EXERCISE:
Render all of the rows below as a numbered list, omitting any blank lines, and leave the pictures out of your answer.

────────────────────────────────────────

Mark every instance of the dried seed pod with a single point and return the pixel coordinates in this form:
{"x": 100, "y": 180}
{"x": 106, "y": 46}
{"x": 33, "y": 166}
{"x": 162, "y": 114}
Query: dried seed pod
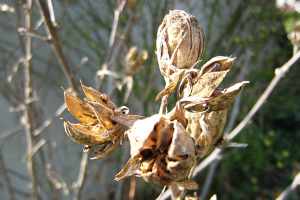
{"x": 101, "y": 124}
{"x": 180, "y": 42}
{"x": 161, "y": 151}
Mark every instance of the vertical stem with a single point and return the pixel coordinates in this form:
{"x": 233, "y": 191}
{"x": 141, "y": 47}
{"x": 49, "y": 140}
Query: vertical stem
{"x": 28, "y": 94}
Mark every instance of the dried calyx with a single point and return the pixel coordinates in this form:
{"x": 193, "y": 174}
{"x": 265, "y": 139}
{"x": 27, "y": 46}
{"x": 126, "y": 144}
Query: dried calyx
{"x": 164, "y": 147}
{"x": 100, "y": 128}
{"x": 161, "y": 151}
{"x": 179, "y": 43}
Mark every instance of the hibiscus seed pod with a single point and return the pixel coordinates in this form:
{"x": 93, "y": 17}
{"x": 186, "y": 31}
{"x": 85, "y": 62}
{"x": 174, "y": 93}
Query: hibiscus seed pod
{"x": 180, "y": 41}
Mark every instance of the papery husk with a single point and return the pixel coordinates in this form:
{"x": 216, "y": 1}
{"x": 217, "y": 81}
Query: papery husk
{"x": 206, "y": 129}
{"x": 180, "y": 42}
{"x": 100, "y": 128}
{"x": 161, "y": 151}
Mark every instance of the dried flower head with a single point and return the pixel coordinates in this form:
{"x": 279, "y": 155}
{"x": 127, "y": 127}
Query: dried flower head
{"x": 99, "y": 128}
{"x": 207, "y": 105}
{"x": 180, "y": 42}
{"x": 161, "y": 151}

────────────────────────────────────────

WRITTEN ANSWER:
1. Mark every instance of the dried seed pod with a single point and return the pixel coordinates in this form:
2. {"x": 100, "y": 180}
3. {"x": 106, "y": 46}
4. {"x": 33, "y": 166}
5. {"x": 162, "y": 114}
6. Query: dried seed pod
7. {"x": 101, "y": 124}
8. {"x": 180, "y": 42}
9. {"x": 161, "y": 151}
10. Mark every instance of the vertical stem with a single point and return the pixel coordinates in this form:
11. {"x": 233, "y": 191}
12. {"x": 141, "y": 47}
13. {"x": 49, "y": 140}
14. Query: vertical stem
15. {"x": 28, "y": 94}
16. Mark every instance of the dried calyx with a single point and return the pixel coordinates in this form:
17. {"x": 193, "y": 174}
18. {"x": 265, "y": 139}
19. {"x": 27, "y": 46}
20. {"x": 126, "y": 144}
21. Query: dried calyx
22. {"x": 164, "y": 147}
23. {"x": 100, "y": 128}
24. {"x": 161, "y": 151}
25. {"x": 179, "y": 43}
26. Mark every instance of the hibiscus seed pod with a single point and return the pixel coordinates in this form:
27. {"x": 93, "y": 17}
28. {"x": 186, "y": 31}
29. {"x": 85, "y": 62}
30. {"x": 174, "y": 93}
31. Query: hibiscus seed pod
32. {"x": 180, "y": 41}
33. Mark every instance of the papery husk with a single point and return the pixel coordinates in this form:
34. {"x": 216, "y": 1}
35. {"x": 217, "y": 81}
36. Query: papery husk
37. {"x": 206, "y": 129}
38. {"x": 180, "y": 42}
39. {"x": 100, "y": 128}
40. {"x": 161, "y": 151}
41. Mark every instance of the dried flower head with a single point and return the pixel coordinates in this form:
42. {"x": 279, "y": 155}
43. {"x": 127, "y": 127}
44. Query: dried flower head
45. {"x": 99, "y": 128}
46. {"x": 207, "y": 105}
47. {"x": 180, "y": 42}
48. {"x": 161, "y": 151}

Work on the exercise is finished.